## BEGIN Passage

Interframe Spacing:
Minimum spacing between 2 frames following each other on the line.
Time for media to stabilize and devices to process frame.
From the last bit of FCS to the first bit of the Preamble.
96 bit times (9.6 microsec)– time shortens as speed increases.
As we speed up, gap gets shorter as the bits get shorter.
Allows time for slow hosts to process frames.
A = Start Frame Field.
B = Address Field.
C = Type/Length Field.
D = Data Field.
E = FCS Field.
Jam Signal:
In the event that two devices transmit simultaneously, CSMA/CD attempts to resolve the issue.
When a collision is detected, the sending devices transmit a 32-bit “jam” signal that will enforce the collision. (ensures all devices in the LAN to detect eh collision).
It is important that the “jam” signal not be detected as a valid frame, otherwise the collision would not be identified.
Most commonly observed pattern for a “jam” signal is simply a repeating 1,0,1,0… pattern, which is the same as the Preamble.
Corrupted, partially transmitted messages are often referred to as collision fragments or runts.
Normal collisions are less than 64 octets in length and therefore fail both the minimum length and the FCS test, making them easy to identify.
Backoff Timing:
After a collision all devices wait the interframe spacing.
Those that collided must wait an additional – and potentially longer – period of time before attempting to retransmit the collided frame (random period).

## END Passage
## BEGIN Provided records

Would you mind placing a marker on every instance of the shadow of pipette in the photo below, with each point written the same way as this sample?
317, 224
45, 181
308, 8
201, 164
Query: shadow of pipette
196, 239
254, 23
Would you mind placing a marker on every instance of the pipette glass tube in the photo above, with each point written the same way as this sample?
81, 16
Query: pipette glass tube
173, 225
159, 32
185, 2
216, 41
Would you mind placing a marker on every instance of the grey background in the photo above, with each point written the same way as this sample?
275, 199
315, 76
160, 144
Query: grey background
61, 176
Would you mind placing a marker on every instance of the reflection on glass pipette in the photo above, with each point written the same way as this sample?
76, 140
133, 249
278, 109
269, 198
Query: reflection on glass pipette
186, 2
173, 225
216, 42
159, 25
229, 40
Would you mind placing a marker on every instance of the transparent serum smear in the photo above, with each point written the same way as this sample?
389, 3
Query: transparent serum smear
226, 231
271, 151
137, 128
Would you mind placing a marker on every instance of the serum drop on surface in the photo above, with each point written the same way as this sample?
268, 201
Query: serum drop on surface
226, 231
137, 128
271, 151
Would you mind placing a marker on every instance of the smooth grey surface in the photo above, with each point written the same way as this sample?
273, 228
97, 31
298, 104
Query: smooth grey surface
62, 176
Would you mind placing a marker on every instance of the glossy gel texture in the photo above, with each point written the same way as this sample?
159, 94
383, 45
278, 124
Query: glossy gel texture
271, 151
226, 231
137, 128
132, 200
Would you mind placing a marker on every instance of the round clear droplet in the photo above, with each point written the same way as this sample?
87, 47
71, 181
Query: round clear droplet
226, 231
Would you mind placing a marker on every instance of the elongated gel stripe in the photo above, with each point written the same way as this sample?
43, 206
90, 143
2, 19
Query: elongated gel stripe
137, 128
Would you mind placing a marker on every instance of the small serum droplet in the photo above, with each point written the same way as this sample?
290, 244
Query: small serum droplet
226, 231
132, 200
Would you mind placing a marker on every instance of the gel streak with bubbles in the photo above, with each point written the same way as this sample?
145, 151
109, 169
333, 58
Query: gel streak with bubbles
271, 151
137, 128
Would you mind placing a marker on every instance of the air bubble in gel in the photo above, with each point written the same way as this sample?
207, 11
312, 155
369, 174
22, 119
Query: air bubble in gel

## END Provided records

[What you are asked to do] Could you pick up the Ethernet timing notes after their last sentence and carry them forward? These rows have nothing to do with the Ethernet timing notes.

[Task output]
First to finish the random backoff time may listen and send.
After 16 attempts, it gives up and reports error to L3.
Ethernet Physical Layer:
The differences between standard Ethernet, Fast Ethernet, Gigabit Ethernet, and 10 Gigabit Ethernet occur at L1, often reffered to as the Ethernet PHY
10Mbps Ethernet:
IEEE 802.3 standards.
Uses Manchester-encoding over two UTP
10BASE-T using Cat3/Cat5.
Early implementations used Cat3 cabling.
Using switches it can support full-duplex.
UTP pair wires 1 and 2 used for Tx, wires 3 and 6 used for Rx.
A physical star topology (using a hub or repeater).
Includes:
10BASE5 using Thicknet coaxial cable.
10BASE2 using thinnet coaxial cable.
100Mbps – FastEthernet:
802.3u.
100BASE-TX using Cat5 or later UTP.
Two pairs of copper.
4B/5B.
A physical star topology (usually a switch at the center instead of a hub).
100BASE-FX using fiber.
Two standsards of fiber.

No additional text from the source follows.